» Text provided:
++++++++++
The mosquito-transmitted virus has been linked to brain damage in thousands of babies in Brazil. There is no proven vaccine or treatment for Zika, a close cousin of dengue and chikungunya, which causes mild fever and rash. An estimated 80 percent of people infected have no symptoms, making it difficult for pregnant women to know whether they have been infected.

In Geneva, the World Health Organization (WHO) said on Thursday that Zika is spreading “explosively” and could affect as many as 4 million people in the Americas.

Kobinger, the lead scientist on this project from Quebec City’s Laval University and head of special pathogens at Canada’s National Microbiology Laboratory in Winnipeg, is working with a team from the University of Pennsylvania, led by scientist David Weiner, Inovio Pharmaceuticals Inc and South Korea’s GeneOne Life Science Inc.

Joseph Kim, chief executive of Inovio, said the timeline to make the vaccine available by year’s end is aggressive, but possible.
++++++++++
» Explore the material:
a – Answer these from the passage on the Zika virus:
(i) What estimated share of people infected with Zika show no symptoms?
(ii) According to the World Health Organization, how many people in the Americas could Zika affect?
(iii) Who leads the University of Pennsylvania team working with Kobinger?
b – Continue the passage on the Zika vaccine effort from where it stops.

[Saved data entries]
++++++++++
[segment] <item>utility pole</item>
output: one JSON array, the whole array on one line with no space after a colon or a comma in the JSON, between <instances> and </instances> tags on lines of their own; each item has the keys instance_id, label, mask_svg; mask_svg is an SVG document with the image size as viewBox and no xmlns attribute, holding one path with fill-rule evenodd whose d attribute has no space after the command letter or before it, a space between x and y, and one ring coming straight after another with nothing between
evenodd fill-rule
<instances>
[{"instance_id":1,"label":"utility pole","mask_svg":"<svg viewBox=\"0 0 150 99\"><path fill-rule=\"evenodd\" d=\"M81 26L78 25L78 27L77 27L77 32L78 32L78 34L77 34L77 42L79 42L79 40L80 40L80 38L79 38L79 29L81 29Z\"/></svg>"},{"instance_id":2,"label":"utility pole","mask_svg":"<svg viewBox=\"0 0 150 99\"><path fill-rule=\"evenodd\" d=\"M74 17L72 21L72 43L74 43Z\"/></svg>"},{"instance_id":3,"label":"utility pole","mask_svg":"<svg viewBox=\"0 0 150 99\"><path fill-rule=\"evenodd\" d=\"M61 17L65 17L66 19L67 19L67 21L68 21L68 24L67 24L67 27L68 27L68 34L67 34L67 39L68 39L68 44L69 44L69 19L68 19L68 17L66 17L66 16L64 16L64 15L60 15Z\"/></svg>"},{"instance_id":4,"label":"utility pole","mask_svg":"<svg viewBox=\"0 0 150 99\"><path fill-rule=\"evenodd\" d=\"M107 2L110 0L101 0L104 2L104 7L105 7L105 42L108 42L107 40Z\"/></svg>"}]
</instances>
++++++++++
» Expected outputs:
a –
(i) An estimated 80 percent.
(ii) As many as 4 million people.
(iii) Scientist David Weiner.

b –
“I believe this will be the first to go into human testing. We believe we’re ahead of the pack in the race for a Zika vaccine,” he said in an interview.

Inovio shares on the Nasdaq jumped 7.6 percent on Thursday to close at $5.78.

Other vaccine candidates appear to be moving more slowly.

The Sao Paulo-based Butantan Institute said last week it planned to develop a vaccine “in record time,” although its director warned this was still likely to take three to five years.

The candidate vaccine Kobinger is working on mimics the virus, triggering the body’s immune system, he said.

“When the real thing comes in, then the antibodies are there, the immune system is primed, it’s ready to attack right away,” Kobinger said.